__Data for processing__:
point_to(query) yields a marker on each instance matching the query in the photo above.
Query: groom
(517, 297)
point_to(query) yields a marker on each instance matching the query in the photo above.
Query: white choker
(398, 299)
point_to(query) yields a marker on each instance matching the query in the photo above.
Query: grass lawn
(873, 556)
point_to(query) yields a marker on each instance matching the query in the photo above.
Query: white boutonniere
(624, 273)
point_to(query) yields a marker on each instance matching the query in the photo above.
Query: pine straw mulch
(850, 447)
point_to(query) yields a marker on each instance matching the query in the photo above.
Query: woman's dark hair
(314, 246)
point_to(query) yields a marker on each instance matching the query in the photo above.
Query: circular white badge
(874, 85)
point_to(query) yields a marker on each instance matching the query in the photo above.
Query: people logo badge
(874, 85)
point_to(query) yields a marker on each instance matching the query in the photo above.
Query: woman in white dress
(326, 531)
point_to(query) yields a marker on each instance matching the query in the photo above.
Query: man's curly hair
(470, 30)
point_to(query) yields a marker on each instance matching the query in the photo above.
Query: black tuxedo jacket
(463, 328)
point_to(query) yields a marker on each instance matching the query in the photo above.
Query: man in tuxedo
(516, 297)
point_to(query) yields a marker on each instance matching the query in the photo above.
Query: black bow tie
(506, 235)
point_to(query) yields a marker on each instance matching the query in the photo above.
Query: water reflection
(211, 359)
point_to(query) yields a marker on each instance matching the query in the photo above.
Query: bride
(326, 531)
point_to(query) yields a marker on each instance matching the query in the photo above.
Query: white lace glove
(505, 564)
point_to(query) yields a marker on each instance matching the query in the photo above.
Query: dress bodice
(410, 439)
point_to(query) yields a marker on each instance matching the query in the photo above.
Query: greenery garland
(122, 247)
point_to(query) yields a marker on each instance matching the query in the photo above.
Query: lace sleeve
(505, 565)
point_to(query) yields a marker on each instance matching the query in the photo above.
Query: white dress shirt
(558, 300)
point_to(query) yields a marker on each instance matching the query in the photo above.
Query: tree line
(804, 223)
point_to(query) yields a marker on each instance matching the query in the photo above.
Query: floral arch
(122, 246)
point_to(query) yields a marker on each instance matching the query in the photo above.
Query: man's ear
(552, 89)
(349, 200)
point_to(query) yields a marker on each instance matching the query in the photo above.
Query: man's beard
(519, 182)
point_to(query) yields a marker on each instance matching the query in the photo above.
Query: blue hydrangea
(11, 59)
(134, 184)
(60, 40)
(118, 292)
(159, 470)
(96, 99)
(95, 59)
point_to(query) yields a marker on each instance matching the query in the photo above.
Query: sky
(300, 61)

__Problem requirements__: Would you reproduce the whole listing above, word for word?

__Answer box__:
point_to(query) yields a marker on each instance matching the query in the photo above.
Query: groom
(517, 297)
point_to(query) yields a marker on each instance matching the query in the photo above.
Query: white choker
(398, 299)
point_to(query) yields a marker on each instance matching the query in the photo above.
Query: grass lawn
(873, 556)
point_to(query) yields a marker on each instance matching the query in the photo above.
Query: white boutonniere
(624, 273)
point_to(query) yields a marker on each instance matching the query in the photo above.
Query: pine straw mulch
(850, 447)
point_to(query) yields a marker on each instance matching the query in the photo above.
Query: woman's dark hair
(314, 246)
point_to(query) yields a marker on each instance matching the query in the photo above.
Query: circular white badge
(874, 85)
point_to(query) yields a marker on each instance matching the query in the photo above.
Query: people logo badge
(874, 85)
point_to(query) yields a marker on each instance matching the query in the photo above.
Query: woman in white dress
(326, 531)
point_to(query) yields a marker on each instance matching the query in the photo above.
Query: man's curly hair
(470, 30)
point_to(query) yields a marker on each instance matching the query in the photo above.
Query: black tuxedo jacket
(463, 328)
point_to(query) yields a marker on each instance matching the query in the photo above.
Query: man in tuxedo
(516, 297)
point_to(query) yields a marker on each instance matching the query in the photo above.
Query: black bow tie
(506, 235)
point_to(query) yields a marker on each instance matching the query in the photo above.
Query: water reflection
(211, 359)
point_to(query) yields a marker on each instance matching the query in the photo above.
Query: bride
(326, 531)
point_to(query) yields a marker on each instance matching the query in the photo above.
Query: white lace glove
(505, 564)
point_to(query) yields a marker on each instance matching the query in the photo above.
Query: dress bodice
(410, 439)
point_to(query) yields a marker on each instance matching the query in the photo above.
Query: greenery garland
(122, 247)
point_to(query) yields a marker on each instance matching the query in the photo above.
Query: lace sleeve
(505, 565)
point_to(query) yields a marker on each instance matching the query in the photo above.
Query: white dress shirt
(558, 300)
point_to(query) yields a marker on each instance matching the query in the photo above.
Query: tree line
(804, 223)
point_to(query) yields a marker on each instance matching the query in the photo above.
Query: floral arch
(122, 246)
point_to(query) yields a marker on each instance matching the query in the photo above.
Query: man's ear
(552, 89)
(349, 200)
point_to(query) yields a marker on each instance matching the query in the photo above.
Query: man's beard
(519, 182)
point_to(query) yields a marker on each instance matching the query in the photo above.
Query: blue hydrangea
(11, 59)
(134, 184)
(60, 40)
(118, 292)
(159, 470)
(96, 99)
(95, 59)
point_to(query) yields a marker on each instance matching the query in the photo above.
Query: sky
(300, 61)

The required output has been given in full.